Website Scraper

Python Web Scraping Tutorial (2026): BeautifulSoup, Step by Step

By · Updated

Web scraping in Python has barely changed in a decade, and that's the best thing about it: requests plus BeautifulSoup is still the shortest path from "there's data on this page" to "the data is in my CSV." This tutorial builds a working Python program to scrape a website, from empty folder to exported CSV. I ran every snippet in this post against the live site; the output you see is the output I got, including one genuine bug I hadn't planned for. If you'd rather skip code entirely, an AI website scraper does the same job from a pasted URL — I compare the two paths honestly at the end. The code is worth understanding first.

We'll scrape books.toscrape.com, a public sandbox built specifically for scraping practice: 1,000 fictional book listings, no terms-of-service worries, no bot detection.

What do I need to install to scrape a website with Python?

Python 3 and two libraries: requests, which downloads web pages over HTTP, and beautifulsoup4, which parses the downloaded HTML into a searchable tree. One pip command installs both, and for static websites that's the entire toolchain. No framework, no browser driver, no API key.

Check your Python version first (anything 3.9+ works; I'm on 3.11):

python3 --version
# Python 3.11.15

Then install both libraries:

pip install requests beautifulsoup4

One naming trap before you go further: the package is beautifulsoup4 on PyPI, but you import it as bs4. Nearly everyone hits this once. And if you pip install BeautifulSoup — no 4 — you get an abandoned Python 2 package and an error message that explains nothing.

Verify the install:

import bs4, requests
print(bs4.__version__, requests.__version__)
# 4.15.0 2.33.1

Two version numbers printed means you're ready.

How do I fetch a webpage with Python requests?

Call requests.get(url) and you get back a Response object: the status code, the headers, and the page's raw HTML as text. A status code of 200 means success. Always pass a timeout — requests will happily wait forever on a hung server, and your script hangs with it.

import requests

url = "https://books.toscrape.com/"
response = requests.get(url, timeout=10)

--- Information given ---
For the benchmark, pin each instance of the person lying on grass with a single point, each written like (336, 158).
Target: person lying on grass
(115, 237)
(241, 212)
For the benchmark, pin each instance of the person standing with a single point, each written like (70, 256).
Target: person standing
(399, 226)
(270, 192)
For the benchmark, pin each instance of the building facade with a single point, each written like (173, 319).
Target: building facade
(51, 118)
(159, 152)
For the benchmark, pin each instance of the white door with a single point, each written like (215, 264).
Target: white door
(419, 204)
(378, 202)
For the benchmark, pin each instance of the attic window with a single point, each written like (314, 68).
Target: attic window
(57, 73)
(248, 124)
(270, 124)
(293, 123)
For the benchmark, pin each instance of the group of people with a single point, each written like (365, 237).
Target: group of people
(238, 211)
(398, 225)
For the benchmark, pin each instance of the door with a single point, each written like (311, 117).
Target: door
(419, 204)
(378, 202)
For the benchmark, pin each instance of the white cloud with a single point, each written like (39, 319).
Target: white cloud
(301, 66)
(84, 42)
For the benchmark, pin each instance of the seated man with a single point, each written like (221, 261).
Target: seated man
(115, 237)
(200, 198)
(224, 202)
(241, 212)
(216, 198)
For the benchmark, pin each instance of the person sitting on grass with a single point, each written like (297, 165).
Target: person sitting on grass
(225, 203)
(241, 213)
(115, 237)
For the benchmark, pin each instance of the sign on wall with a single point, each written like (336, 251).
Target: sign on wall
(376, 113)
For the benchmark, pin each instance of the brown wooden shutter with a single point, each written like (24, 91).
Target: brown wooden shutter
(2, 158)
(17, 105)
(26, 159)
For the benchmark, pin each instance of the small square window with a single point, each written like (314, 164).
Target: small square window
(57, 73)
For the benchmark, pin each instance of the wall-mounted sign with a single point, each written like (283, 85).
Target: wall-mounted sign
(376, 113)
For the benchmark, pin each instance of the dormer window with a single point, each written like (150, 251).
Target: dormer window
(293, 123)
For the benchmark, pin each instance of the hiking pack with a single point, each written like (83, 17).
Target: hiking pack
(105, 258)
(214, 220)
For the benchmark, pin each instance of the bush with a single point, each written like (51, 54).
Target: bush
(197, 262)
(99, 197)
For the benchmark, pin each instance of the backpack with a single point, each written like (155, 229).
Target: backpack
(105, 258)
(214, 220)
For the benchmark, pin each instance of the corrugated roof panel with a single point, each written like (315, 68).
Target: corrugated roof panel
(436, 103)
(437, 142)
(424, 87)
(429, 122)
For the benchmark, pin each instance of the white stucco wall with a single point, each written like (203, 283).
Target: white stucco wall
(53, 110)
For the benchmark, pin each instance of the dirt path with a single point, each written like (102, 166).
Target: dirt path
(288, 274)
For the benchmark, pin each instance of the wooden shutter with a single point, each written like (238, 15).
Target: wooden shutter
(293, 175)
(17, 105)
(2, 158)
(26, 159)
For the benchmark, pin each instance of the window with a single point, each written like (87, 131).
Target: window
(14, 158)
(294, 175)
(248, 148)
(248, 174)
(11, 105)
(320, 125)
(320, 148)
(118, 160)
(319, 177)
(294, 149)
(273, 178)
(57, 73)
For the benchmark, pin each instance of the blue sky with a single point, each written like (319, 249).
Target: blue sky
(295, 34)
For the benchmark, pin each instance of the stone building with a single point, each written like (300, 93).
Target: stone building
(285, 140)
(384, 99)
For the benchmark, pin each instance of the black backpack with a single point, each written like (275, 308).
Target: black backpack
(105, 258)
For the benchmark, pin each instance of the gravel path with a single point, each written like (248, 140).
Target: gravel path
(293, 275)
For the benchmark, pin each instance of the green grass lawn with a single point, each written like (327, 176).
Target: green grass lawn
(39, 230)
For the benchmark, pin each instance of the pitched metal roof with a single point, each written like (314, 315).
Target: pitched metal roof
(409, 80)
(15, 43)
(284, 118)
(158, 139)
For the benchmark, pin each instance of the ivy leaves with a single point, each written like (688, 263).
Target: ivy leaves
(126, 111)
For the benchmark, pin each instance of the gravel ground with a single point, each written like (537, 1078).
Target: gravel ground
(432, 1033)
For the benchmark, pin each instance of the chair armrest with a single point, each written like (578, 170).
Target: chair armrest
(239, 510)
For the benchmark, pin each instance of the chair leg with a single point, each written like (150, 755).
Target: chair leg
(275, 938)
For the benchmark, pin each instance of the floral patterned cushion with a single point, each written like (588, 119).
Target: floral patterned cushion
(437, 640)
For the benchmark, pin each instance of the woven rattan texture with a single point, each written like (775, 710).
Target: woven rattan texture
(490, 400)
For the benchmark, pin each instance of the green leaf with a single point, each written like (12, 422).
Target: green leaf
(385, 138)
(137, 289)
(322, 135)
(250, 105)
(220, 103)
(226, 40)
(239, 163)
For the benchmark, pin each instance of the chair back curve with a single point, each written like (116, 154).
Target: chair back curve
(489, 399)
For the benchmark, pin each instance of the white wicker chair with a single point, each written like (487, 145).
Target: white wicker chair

--- Objectives ---
• A. In the scraping tutorial, under what name do you import the package that PyPI lists as beautifulsoup4?
• B. Extract the passage of the scraping tutorial from "Python 3 and" to "that explains nothing.".

--- Problem solutions ---
• A. bs4

• B.
Python 3 and two libraries: requests, which downloads web pages over HTTP, and beautifulsoup4, which parses the downloaded HTML into a searchable tree. One pip command installs both, and for static websites that's the entire toolchain. No framework, no browser driver, no API key.

Check your Python version first (anything 3.9+ works; I'm on 3.11):

python3 --version
# Python 3.11.15

Then install both libraries:

pip install requests beautifulsoup4

One naming trap before you go further: the package is beautifulsoup4 on PyPI, but you import it as bs4. Nearly everyone hits this once. And if you pip install BeautifulSoup — no 4 — you get an abandoned Python 2 package and an error message that explains nothing.